● DIRECTIONS
A - According to the review of "Facing the Truth with Bill Moyers," what is the incentive for the perpetrators' honesty?
B - Reproduce the passage of the review of "Facing the Truth with Bill Moyers" starting at "March 26, 1999" and ending at "investigative television journalism.".

● PASSAGE TO READ
..........
Investigating apartheid

'FACING THE TRUTH' WITH BILL MOYERS

March 26, 1999

To anyone with hope for humanity's progress, "Facing the Truth with Bill Moyers" really is must-see TV.

This supremely fair-minded two-hour documentary (March 30, PBS, 9-11 p.m.) about South Africa's Truth and Reconciliation Commission hearings, which ended last fall, will open the eyes and stir the conscience. It is the best kind of investigative television journalism.

Police, military, and political leaders come forward to tell the truth about atrocities they committed - many still believing they were "only following orders" or were "serving their country."

The incentive for the perpetrators' honesty is the hope of amnesty.

"People were not going to talk unless they had some protection against prosecution," says Mr. Moyers in a telephone interview. "Now, they don't automatically get amnesty because of the hearings [anti-apartheid leader Steve Biko's killers were recently denied amnesty], but they have a better chance" if they talk.
..........
(Stored records)
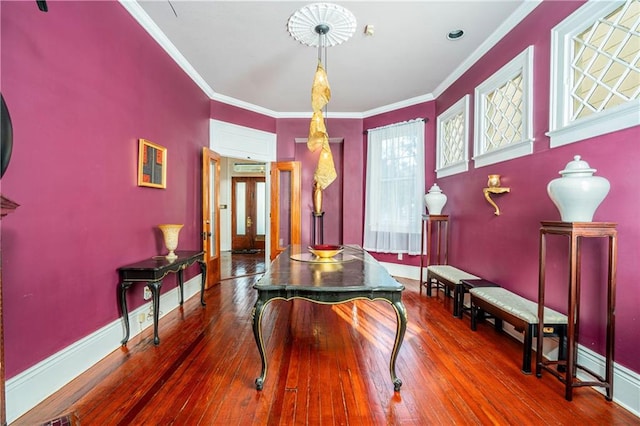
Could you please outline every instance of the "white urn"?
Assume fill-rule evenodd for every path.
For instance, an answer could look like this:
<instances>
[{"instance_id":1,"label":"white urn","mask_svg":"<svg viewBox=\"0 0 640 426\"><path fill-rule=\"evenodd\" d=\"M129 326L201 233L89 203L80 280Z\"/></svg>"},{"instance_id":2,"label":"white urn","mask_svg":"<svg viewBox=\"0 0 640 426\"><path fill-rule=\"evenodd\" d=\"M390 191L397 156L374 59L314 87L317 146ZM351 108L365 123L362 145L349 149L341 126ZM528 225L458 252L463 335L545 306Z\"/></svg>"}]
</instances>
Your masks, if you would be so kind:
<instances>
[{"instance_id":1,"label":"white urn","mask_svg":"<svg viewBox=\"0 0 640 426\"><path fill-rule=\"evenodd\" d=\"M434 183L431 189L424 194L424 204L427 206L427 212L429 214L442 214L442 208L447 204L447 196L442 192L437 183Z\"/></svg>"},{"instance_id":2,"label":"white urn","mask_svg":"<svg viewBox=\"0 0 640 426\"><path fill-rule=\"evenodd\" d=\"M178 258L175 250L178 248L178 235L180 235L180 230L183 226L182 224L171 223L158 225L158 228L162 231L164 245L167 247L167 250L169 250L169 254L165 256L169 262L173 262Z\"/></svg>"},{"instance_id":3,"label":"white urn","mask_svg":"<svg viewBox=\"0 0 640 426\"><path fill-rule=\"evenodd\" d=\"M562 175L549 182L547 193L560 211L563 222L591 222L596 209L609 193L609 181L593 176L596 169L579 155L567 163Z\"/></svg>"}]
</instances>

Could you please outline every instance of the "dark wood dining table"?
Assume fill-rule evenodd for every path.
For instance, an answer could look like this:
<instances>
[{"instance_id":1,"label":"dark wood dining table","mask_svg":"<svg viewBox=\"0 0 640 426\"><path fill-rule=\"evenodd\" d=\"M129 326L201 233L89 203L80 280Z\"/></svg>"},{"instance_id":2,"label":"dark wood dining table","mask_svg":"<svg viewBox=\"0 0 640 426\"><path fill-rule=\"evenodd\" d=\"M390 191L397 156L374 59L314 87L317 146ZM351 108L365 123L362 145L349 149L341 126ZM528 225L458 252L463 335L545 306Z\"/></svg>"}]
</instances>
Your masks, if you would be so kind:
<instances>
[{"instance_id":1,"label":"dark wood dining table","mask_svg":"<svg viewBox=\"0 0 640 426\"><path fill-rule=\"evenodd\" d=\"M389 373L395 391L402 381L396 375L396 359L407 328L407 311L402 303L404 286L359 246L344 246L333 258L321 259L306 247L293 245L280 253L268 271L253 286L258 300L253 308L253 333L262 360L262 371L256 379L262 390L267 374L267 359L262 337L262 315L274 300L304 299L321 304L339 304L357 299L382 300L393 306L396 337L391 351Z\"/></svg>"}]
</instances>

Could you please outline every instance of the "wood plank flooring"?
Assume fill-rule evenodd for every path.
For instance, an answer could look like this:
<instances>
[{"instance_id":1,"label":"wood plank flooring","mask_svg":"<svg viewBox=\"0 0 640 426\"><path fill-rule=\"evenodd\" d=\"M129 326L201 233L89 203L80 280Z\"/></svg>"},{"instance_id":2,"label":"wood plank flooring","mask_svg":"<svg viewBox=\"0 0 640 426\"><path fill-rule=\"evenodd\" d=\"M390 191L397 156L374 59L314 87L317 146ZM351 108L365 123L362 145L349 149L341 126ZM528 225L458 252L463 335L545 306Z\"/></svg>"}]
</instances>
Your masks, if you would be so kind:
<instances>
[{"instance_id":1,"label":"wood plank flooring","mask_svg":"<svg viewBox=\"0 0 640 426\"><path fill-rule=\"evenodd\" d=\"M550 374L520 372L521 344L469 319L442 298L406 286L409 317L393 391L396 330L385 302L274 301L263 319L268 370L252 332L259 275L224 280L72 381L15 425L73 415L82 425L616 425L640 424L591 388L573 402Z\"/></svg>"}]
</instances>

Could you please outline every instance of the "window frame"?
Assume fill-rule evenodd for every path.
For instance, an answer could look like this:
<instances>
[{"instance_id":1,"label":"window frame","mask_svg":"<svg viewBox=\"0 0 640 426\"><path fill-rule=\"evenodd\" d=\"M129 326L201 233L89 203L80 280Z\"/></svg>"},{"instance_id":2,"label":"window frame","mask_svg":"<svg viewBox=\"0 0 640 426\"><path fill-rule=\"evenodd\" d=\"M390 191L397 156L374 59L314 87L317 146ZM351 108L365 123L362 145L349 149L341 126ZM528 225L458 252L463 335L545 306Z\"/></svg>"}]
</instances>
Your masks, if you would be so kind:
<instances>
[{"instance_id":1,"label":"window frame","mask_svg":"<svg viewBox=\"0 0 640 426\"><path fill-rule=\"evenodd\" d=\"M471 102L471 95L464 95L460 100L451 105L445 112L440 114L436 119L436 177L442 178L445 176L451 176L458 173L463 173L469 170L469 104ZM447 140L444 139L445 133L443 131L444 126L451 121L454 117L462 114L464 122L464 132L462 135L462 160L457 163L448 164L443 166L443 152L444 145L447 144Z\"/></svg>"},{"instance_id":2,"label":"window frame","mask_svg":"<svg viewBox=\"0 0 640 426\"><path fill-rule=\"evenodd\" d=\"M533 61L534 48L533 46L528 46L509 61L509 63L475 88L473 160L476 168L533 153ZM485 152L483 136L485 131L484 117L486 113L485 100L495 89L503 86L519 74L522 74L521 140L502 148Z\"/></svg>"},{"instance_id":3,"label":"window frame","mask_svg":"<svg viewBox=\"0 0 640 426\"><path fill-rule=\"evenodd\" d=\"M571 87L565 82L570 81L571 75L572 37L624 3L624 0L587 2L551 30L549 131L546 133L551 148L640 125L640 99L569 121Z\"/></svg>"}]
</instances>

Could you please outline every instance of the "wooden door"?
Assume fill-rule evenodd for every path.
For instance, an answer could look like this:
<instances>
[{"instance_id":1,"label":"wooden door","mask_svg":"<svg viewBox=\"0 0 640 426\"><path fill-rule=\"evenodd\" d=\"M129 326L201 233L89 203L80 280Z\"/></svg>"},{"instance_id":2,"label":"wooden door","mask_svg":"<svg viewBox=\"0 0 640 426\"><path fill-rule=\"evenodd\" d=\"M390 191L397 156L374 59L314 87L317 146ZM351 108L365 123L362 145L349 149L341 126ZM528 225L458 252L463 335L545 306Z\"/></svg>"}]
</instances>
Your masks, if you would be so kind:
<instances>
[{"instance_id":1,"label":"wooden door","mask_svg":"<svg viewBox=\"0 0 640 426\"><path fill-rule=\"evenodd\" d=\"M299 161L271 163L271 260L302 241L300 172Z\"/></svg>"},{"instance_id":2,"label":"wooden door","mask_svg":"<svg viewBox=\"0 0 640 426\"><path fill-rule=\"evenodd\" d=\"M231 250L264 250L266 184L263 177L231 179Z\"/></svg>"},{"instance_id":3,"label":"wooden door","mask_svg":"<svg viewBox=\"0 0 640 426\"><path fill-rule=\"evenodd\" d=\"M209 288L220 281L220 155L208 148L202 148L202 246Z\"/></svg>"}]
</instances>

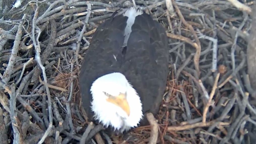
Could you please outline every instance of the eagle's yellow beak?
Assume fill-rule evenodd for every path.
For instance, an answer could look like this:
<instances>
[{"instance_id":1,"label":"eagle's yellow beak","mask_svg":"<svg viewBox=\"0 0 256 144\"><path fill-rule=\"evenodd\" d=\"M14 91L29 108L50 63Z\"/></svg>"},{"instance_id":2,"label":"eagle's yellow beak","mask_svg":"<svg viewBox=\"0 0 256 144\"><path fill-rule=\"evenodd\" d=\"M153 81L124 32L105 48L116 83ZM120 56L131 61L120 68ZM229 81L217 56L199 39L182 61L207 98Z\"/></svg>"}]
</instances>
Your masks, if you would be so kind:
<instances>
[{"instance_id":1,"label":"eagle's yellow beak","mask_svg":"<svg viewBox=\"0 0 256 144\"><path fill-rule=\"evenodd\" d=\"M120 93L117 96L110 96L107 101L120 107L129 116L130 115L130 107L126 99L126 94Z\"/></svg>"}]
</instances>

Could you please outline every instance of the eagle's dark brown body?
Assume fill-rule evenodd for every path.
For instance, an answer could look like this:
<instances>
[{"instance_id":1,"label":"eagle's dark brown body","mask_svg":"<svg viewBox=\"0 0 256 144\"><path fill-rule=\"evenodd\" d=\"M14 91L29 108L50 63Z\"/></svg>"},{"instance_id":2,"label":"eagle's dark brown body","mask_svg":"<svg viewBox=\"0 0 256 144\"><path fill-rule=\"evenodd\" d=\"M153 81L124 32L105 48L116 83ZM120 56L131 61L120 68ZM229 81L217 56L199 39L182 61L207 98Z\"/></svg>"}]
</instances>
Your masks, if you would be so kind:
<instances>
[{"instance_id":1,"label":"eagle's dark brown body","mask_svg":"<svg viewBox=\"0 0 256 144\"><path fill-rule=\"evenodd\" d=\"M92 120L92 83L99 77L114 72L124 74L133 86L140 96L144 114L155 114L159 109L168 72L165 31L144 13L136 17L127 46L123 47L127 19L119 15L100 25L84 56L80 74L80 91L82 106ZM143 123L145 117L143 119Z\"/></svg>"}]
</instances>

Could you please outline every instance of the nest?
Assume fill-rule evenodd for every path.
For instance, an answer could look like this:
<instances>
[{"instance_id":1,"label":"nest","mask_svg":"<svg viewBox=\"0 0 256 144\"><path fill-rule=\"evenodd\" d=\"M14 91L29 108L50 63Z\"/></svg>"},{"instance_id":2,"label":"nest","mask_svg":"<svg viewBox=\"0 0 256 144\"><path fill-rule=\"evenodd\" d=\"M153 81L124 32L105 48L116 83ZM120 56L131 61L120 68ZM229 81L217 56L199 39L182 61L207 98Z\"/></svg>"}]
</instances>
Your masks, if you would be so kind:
..........
● TASK-BY-TASK ANSWERS
A - The hope of amnesty.

B -
March 26, 1999

To anyone with hope for humanity's progress, "Facing the Truth with Bill Moyers" really is must-see TV.

This supremely fair-minded two-hour documentary (March 30, PBS, 9-11 p.m.) about South Africa's Truth and Reconciliation Commission hearings, which ended last fall, will open the eyes and stir the conscience. It is the best kind of investigative television journalism.